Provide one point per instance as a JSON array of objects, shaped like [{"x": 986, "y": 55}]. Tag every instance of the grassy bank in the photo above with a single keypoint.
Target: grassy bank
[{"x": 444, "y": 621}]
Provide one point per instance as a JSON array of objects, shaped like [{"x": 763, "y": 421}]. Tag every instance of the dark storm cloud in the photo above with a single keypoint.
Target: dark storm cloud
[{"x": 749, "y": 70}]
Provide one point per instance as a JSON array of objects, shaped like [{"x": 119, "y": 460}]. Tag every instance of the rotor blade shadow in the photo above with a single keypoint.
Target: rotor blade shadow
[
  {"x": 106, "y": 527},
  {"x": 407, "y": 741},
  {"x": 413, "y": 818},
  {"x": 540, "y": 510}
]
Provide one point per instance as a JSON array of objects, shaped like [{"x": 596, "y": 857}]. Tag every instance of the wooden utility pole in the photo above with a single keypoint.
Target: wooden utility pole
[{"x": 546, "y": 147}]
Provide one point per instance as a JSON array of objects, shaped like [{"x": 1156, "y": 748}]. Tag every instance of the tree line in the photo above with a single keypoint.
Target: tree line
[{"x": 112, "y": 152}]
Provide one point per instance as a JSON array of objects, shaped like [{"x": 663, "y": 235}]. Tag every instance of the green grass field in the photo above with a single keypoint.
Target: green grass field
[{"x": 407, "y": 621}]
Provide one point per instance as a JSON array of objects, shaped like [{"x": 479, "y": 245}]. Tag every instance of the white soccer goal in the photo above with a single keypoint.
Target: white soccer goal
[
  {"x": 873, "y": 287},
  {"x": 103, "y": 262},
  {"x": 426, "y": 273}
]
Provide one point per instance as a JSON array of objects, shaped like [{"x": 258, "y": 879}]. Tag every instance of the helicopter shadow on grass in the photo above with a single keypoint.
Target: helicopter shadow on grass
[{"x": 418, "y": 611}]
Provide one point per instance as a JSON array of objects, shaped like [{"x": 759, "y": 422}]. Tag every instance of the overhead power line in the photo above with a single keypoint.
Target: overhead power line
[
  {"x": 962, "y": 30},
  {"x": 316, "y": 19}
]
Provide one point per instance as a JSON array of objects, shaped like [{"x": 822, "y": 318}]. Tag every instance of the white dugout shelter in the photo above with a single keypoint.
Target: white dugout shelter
────────────────
課題 ::
上の行をすべて、「keypoint」を「marker」に入れ替えて書き直すこと。それ以外は一切変えない。

解答 ::
Provide one point per instance as a JSON array of objects, shaped like [{"x": 986, "y": 55}]. Tag every instance of the grassy bank in the photo above with a single marker.
Target: grassy bank
[{"x": 444, "y": 621}]
Provide one point per instance as a JSON array of objects, shaped like [{"x": 763, "y": 421}]. Tag every instance of the dark storm cloud in the photo above with a single marker.
Target: dark storm cloud
[{"x": 749, "y": 70}]
Provide one point per instance as a JSON array of objects, shaped like [{"x": 119, "y": 460}]. Tag every instance of the rotor blade shadow in the photo above with a single marker.
Target: rotor blade shadow
[
  {"x": 106, "y": 527},
  {"x": 407, "y": 741},
  {"x": 413, "y": 818},
  {"x": 540, "y": 510}
]
Provide one point per instance as a JSON array of objects, shaped like [{"x": 596, "y": 857}]. Tag every instance of the wooden utility pole in the photo above with a single marker.
Target: wooden utility pole
[{"x": 546, "y": 147}]
Provide one point per instance as a JSON array of objects, shaped like [{"x": 1156, "y": 748}]. Tag every instance of the tree line in the photo above with a single marker.
Target: tree line
[{"x": 112, "y": 152}]
Provide one point per instance as a JSON array of objects, shaped like [{"x": 663, "y": 235}]. Tag every instance of the green grass field in the photo above with a single marker.
Target: green grass field
[{"x": 407, "y": 621}]
Provide one point per instance as a JSON array of objects, shaped like [{"x": 479, "y": 245}]. Tag every instance of the white soccer goal in the photo above with a single marker.
Target: white soccer goal
[
  {"x": 873, "y": 287},
  {"x": 103, "y": 262},
  {"x": 426, "y": 273}
]
Provide one point per instance as a JSON array of objects, shaped like [{"x": 258, "y": 879}]. Tag every instance of the helicopter shadow on grass in the photo above with a single marker.
Target: helicopter shadow on grass
[{"x": 418, "y": 611}]
Provide one point per instance as a JSON array of objects, shaped like [{"x": 759, "y": 422}]. Tag every instance of the overhead power line in the photo above with a single marker.
Target: overhead power line
[
  {"x": 962, "y": 30},
  {"x": 316, "y": 19}
]
Provide one point per instance as a JSON array of objects, shaped like [{"x": 822, "y": 318}]. Tag every instance of the white dugout shelter in the photo above with a single marker.
Target: white dugout shelter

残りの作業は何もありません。